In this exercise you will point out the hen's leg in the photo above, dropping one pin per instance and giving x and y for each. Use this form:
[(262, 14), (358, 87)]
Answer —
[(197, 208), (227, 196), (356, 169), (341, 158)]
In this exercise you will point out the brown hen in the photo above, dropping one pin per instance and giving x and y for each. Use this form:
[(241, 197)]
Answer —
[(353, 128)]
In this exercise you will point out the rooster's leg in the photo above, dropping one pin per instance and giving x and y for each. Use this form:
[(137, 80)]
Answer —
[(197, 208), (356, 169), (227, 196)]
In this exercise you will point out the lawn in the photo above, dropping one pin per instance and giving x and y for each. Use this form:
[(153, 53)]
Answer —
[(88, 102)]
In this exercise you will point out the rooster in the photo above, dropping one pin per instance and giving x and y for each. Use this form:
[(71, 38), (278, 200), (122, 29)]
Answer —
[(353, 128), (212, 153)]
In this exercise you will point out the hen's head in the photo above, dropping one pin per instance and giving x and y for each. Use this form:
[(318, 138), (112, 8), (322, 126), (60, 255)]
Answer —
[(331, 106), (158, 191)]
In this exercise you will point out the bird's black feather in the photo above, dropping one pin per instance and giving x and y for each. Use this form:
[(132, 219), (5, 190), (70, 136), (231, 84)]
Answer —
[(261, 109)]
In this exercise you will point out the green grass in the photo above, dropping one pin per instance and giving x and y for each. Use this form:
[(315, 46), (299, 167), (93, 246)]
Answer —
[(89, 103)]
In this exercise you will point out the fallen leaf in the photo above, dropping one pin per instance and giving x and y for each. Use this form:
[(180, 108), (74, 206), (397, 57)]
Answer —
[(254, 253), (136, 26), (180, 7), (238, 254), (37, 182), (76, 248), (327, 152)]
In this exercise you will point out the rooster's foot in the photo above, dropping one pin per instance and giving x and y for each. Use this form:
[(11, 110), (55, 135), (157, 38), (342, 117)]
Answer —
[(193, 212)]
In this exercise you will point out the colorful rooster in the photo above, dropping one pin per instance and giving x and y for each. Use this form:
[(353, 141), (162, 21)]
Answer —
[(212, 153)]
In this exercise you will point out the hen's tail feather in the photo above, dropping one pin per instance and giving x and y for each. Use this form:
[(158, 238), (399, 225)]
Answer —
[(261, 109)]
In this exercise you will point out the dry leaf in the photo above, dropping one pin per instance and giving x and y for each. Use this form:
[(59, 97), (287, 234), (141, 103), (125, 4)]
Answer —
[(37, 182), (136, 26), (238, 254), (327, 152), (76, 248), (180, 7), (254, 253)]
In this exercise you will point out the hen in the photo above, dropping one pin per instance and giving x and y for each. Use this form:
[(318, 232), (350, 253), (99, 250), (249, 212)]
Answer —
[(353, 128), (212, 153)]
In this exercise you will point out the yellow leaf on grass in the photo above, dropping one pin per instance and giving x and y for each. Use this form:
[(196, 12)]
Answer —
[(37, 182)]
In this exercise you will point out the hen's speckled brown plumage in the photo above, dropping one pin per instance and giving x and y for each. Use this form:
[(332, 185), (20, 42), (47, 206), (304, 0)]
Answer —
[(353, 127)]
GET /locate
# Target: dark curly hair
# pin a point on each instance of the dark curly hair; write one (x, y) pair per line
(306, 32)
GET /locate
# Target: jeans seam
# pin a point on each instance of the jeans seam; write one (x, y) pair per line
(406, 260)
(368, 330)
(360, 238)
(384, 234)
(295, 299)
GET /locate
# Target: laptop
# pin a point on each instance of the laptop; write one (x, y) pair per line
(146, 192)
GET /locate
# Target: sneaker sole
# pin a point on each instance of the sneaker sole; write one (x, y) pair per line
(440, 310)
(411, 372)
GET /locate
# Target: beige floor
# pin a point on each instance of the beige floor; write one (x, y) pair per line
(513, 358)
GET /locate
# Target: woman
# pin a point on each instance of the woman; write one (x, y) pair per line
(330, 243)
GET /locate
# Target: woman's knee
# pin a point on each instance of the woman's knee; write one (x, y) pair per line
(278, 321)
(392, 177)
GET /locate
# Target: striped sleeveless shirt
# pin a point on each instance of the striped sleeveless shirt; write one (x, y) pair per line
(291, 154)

● ● ● ● ● ● ●

Exercise details: Begin at the first of the rows above and stop after the line that contains "[(88, 102)]". Write each of those lines out again, requests included, and add 53 to every coordinate number in the answers.

Complete output:
In this exercise you will point out the hen's leg in the photo above, dropping one pin per instance and giving x and y for each. Use this form:
[(262, 14), (358, 87)]
Answer —
[(250, 261), (280, 249), (409, 222), (394, 211)]
In this exercise you will point out the brown hen in the photo above, dropping one pin per instance and giving x and y for each. Use this form:
[(241, 197)]
Answer —
[(406, 181)]
In this exercise you will point out the rooster's leg in the photo above, dropping one pin per instance and giving x and y for each. Use this form:
[(137, 80)]
Answer —
[(250, 261), (409, 222), (280, 249)]
In this exercise you will point out the lawn in the photo above, dropping one pin per instance and giving x and y for each. Use this form:
[(153, 53)]
Answer —
[(141, 155)]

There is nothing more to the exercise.